— Begin —

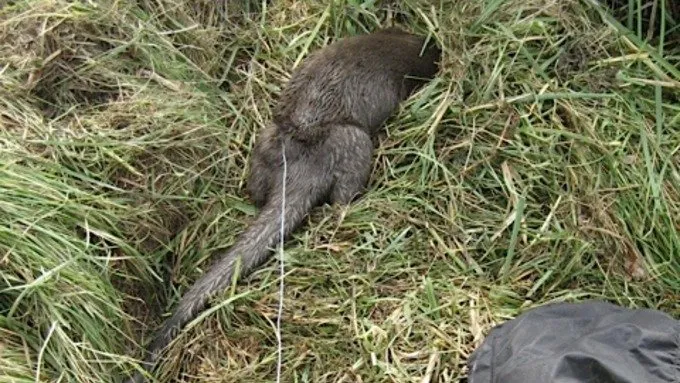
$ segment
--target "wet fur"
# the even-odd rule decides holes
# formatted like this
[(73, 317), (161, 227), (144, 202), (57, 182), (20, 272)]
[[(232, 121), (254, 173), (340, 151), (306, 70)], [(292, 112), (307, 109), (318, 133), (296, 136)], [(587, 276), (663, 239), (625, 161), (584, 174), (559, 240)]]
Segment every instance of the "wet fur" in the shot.
[[(251, 157), (248, 192), (260, 214), (182, 297), (148, 347), (146, 369), (208, 300), (229, 286), (237, 259), (244, 277), (270, 257), (280, 240), (282, 147), (288, 169), (286, 237), (315, 206), (348, 204), (363, 193), (372, 138), (399, 103), (438, 70), (441, 52), (431, 45), (420, 56), (424, 42), (386, 29), (331, 44), (295, 70)], [(143, 381), (139, 373), (129, 380)]]

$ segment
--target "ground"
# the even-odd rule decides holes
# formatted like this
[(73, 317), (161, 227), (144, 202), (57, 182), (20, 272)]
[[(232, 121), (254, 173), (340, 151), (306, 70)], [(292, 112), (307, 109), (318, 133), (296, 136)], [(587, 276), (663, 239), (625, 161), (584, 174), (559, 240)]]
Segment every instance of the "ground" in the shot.
[[(255, 216), (249, 153), (291, 70), (392, 24), (442, 46), (441, 70), (385, 124), (366, 195), (286, 243), (283, 381), (459, 382), (490, 328), (549, 302), (680, 317), (672, 3), (7, 2), (0, 381), (134, 368)], [(276, 259), (160, 381), (274, 380)]]

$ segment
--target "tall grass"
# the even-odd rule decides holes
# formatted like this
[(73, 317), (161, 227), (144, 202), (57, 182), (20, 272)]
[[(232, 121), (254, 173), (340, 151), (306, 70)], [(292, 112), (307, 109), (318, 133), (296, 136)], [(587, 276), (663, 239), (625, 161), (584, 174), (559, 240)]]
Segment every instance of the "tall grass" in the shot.
[[(8, 3), (0, 382), (132, 369), (256, 213), (249, 153), (292, 68), (393, 23), (442, 69), (386, 124), (369, 192), (287, 243), (285, 381), (456, 382), (547, 302), (680, 316), (678, 17), (624, 3)], [(216, 298), (160, 380), (271, 381), (277, 278)]]

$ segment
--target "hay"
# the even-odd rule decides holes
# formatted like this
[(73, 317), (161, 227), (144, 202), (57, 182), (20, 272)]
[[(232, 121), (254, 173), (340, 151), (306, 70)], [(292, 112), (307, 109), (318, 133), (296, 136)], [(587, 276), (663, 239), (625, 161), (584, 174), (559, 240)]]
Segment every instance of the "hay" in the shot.
[[(552, 301), (680, 315), (672, 5), (637, 28), (591, 0), (228, 3), (0, 9), (0, 382), (132, 368), (256, 213), (248, 155), (293, 65), (391, 23), (431, 33), (442, 71), (387, 124), (370, 192), (287, 243), (284, 380), (455, 382), (493, 324)], [(276, 278), (216, 298), (164, 375), (271, 379)]]

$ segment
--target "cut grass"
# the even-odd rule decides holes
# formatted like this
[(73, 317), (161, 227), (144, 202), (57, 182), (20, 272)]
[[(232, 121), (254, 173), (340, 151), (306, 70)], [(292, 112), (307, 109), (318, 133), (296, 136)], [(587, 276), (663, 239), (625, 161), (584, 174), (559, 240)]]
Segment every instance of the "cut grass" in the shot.
[[(387, 123), (369, 192), (287, 242), (284, 381), (456, 382), (548, 302), (680, 316), (679, 18), (636, 2), (6, 5), (0, 382), (133, 368), (256, 213), (248, 156), (291, 69), (393, 22), (442, 70)], [(163, 381), (273, 380), (277, 278), (217, 297)]]

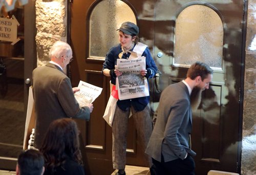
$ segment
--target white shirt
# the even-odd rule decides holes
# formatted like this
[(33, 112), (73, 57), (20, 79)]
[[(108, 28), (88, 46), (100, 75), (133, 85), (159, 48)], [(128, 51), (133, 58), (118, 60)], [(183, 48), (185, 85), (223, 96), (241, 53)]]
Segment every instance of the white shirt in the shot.
[(188, 89), (188, 93), (189, 93), (189, 95), (191, 95), (191, 92), (192, 92), (192, 89), (191, 89), (189, 85), (188, 85), (188, 84), (187, 84), (187, 83), (186, 82), (185, 80), (182, 80), (182, 82), (183, 82), (183, 83), (185, 84), (186, 86), (187, 86), (187, 89)]
[(55, 64), (55, 65), (56, 65), (56, 66), (58, 66), (59, 68), (60, 68), (61, 69), (61, 70), (62, 70), (62, 71), (63, 71), (63, 69), (62, 69), (62, 67), (61, 67), (61, 66), (60, 66), (59, 65), (59, 64), (58, 64), (58, 63), (55, 63), (55, 62), (53, 62), (53, 61), (50, 61), (49, 63), (52, 63), (52, 64)]

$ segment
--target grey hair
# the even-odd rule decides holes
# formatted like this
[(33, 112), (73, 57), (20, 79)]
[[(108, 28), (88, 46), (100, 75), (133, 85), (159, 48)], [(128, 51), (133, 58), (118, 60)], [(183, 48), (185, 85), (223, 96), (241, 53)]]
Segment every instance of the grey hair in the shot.
[(50, 59), (52, 57), (60, 59), (64, 55), (71, 56), (72, 54), (72, 50), (69, 44), (65, 42), (58, 41), (53, 44), (50, 49), (49, 56)]

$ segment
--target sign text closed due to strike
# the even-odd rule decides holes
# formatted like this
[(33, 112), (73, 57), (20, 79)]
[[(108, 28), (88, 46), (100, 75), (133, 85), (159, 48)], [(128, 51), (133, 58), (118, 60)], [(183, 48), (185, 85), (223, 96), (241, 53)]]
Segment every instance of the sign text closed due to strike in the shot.
[(19, 23), (14, 16), (12, 19), (0, 18), (0, 40), (12, 42), (13, 45), (19, 40), (17, 38), (17, 26)]

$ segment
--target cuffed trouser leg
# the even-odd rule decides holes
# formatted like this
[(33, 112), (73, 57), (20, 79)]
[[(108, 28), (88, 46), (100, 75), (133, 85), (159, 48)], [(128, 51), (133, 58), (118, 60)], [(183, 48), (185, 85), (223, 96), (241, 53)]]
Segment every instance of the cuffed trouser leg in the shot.
[(122, 111), (117, 106), (112, 124), (113, 168), (124, 169), (126, 164), (127, 128), (130, 109)]
[(136, 112), (132, 107), (132, 112), (139, 143), (141, 145), (144, 154), (145, 160), (148, 163), (148, 167), (151, 167), (153, 165), (152, 159), (145, 153), (153, 130), (150, 105), (147, 104), (143, 110), (138, 112)]

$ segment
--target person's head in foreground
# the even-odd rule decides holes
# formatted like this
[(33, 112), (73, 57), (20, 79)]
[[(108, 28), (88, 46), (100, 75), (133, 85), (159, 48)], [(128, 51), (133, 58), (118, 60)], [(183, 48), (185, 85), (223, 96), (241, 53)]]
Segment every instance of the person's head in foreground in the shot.
[(45, 171), (42, 154), (35, 149), (23, 151), (18, 156), (16, 174), (41, 175)]

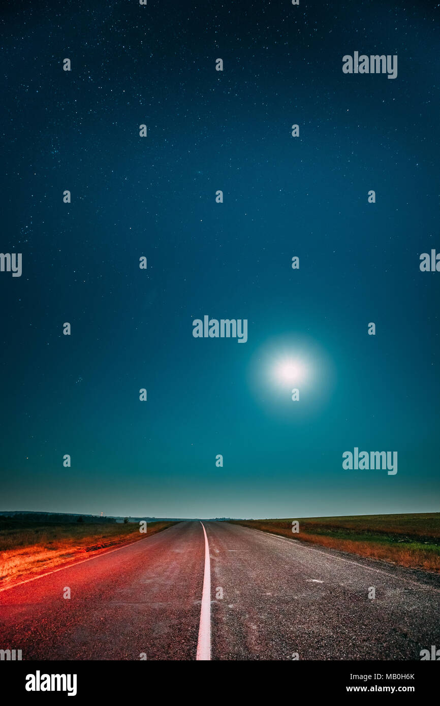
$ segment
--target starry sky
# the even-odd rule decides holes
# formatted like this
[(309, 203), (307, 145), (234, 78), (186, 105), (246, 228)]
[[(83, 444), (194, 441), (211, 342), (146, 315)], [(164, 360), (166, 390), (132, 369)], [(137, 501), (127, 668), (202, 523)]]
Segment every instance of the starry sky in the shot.
[[(2, 4), (1, 249), (23, 274), (0, 273), (0, 509), (438, 511), (438, 16)], [(355, 51), (397, 78), (344, 74)], [(194, 338), (204, 315), (247, 342)], [(397, 474), (343, 469), (355, 446), (397, 450)]]

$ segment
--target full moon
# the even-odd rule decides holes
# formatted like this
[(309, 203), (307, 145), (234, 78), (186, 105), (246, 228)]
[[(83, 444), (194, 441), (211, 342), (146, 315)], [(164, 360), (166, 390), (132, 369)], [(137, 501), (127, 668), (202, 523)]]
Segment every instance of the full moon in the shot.
[(303, 382), (306, 376), (304, 364), (294, 358), (283, 358), (275, 362), (273, 375), (277, 382), (295, 385)]

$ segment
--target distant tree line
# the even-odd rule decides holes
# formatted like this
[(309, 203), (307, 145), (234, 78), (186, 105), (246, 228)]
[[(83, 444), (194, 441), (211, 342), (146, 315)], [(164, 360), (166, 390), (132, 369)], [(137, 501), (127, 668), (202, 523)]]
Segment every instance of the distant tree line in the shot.
[(114, 517), (96, 515), (71, 515), (62, 513), (13, 513), (0, 515), (1, 522), (44, 522), (45, 525), (66, 525), (69, 522), (116, 522)]

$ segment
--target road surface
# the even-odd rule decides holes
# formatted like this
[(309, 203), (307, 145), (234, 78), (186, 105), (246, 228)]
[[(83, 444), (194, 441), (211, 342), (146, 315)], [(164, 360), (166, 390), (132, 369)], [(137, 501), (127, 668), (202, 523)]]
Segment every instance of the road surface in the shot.
[(439, 600), (430, 574), (182, 522), (1, 590), (0, 649), (23, 660), (419, 660), (440, 647)]

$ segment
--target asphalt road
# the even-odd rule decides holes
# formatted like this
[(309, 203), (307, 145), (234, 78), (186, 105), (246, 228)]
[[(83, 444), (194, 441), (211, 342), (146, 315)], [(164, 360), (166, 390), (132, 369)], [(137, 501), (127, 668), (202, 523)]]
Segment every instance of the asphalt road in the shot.
[[(419, 660), (440, 647), (440, 578), (203, 525), (212, 659)], [(205, 547), (201, 524), (180, 522), (1, 591), (0, 649), (20, 649), (23, 660), (194, 660)]]

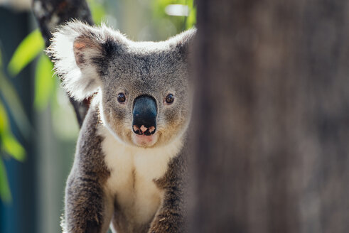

— End —

Print each line of the records that contains the string "closed".

--target sign text closed due to strike
Segment every instance of the sign text closed due to strike in the shot.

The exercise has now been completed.